EXTRAIT À LIRE |
Ce n’est qu’en 1910 qu’il
réalise son premier exploit, sur Milan-San Remo. Dans des circonstances dantesques,
après avoir roulé dans 30 centimètres de neige en plusieurs endroits du
parcours, Eugène Christophe termine avec une heure d’avance sur le deuxième.
Les mauvaises langues diront que quatre coureurs seulement ont franchi la ligne
d’arrivée, les 59 autres concurrents ayant choisi d’abandonner. Deux ans plus
tard, il réalise certainement son plus beau Tour de France, en remportant les
3e, 4e et 5e étapes.
13, ÇA VIENT APRÈS 12
Au départ de ce Tour 1913,
180 coureurs se préparent à affronter les 15 étapes qui les emmèneront de
Boulogne-Billancourt à Paris. En ce temps-là, la grande boucle est
une boucle parfaite. Et on parcourt au minimum 325 kilomètres dans la journée.
470 quand il s’agit de rallier Brest à La Rochelle (en pignon fixe s’il vous plaît).
Autant dire que les chances d’arriver au bout sont minces. En cette année
porte bonheur, on courra l’épreuve à 26 km/h de moyenne pour le vainqueur, soit
11 de moins que Cadel Evans en 2011.

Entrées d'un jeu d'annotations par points
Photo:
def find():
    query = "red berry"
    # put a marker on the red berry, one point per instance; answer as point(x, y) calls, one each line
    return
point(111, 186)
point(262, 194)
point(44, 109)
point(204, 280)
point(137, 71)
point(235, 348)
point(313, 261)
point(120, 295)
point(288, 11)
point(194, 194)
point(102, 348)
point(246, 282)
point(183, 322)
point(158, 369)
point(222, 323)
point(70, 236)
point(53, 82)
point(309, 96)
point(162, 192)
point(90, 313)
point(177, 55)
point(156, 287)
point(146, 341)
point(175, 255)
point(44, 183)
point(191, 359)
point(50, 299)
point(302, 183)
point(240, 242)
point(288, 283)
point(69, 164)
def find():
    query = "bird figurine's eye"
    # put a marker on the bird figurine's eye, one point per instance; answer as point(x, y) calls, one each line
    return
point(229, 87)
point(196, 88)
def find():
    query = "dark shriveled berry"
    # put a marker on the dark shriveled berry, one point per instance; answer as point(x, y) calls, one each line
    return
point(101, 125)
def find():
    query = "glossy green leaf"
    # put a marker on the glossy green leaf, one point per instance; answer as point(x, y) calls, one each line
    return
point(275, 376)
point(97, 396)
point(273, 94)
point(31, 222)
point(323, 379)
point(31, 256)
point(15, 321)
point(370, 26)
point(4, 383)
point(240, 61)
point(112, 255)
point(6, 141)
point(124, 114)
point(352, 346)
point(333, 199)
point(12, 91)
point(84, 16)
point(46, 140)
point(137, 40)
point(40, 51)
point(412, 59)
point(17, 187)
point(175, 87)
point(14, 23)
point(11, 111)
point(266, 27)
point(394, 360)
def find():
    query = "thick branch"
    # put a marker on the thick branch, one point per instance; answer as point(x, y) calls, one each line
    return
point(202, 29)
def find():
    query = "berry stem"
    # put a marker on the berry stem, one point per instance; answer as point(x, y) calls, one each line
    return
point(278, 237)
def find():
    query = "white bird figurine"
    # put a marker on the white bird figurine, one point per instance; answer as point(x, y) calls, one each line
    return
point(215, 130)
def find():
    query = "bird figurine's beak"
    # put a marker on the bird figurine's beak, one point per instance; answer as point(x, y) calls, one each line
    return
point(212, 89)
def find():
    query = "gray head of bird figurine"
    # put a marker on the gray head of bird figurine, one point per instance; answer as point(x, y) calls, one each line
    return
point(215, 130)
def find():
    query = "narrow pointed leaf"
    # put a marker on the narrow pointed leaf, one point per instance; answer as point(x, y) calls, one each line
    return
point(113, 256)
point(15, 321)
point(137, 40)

BUT DE L'EXERCICE | Recopiez tout ce qui va de « Ce n’est qu’en » jusqu'à « dans la journée. » dans l'extrait sur Eugène Christophe, en mettant « boue » à la place de « neige ». Les enregistrements ne servent pas ici.

RÉPONSE |
Ce n’est qu’en 1910 qu’il
réalise son premier exploit, sur Milan-San Remo. Dans des circonstances dantesques,
après avoir roulé dans 30 centimètres de boue en plusieurs endroits du
parcours, Eugène Christophe termine avec une heure d’avance sur le deuxième.
Les mauvaises langues diront que quatre coureurs seulement ont franchi la ligne
d’arrivée, les 59 autres concurrents ayant choisi d’abandonner. Deux ans plus
tard, il réalise certainement son plus beau Tour de France, en remportant les
3e, 4e et 5e étapes.
13, ÇA VIENT APRÈS 12
Au départ de ce Tour 1913,
180 coureurs se préparent à affronter les 15 étapes qui les emmèneront de
Boulogne-Billancourt à Paris. En ce temps-là, la grande boucle est
une boucle parfaite. Et on parcourt au minimum 325 kilomètres dans la journée.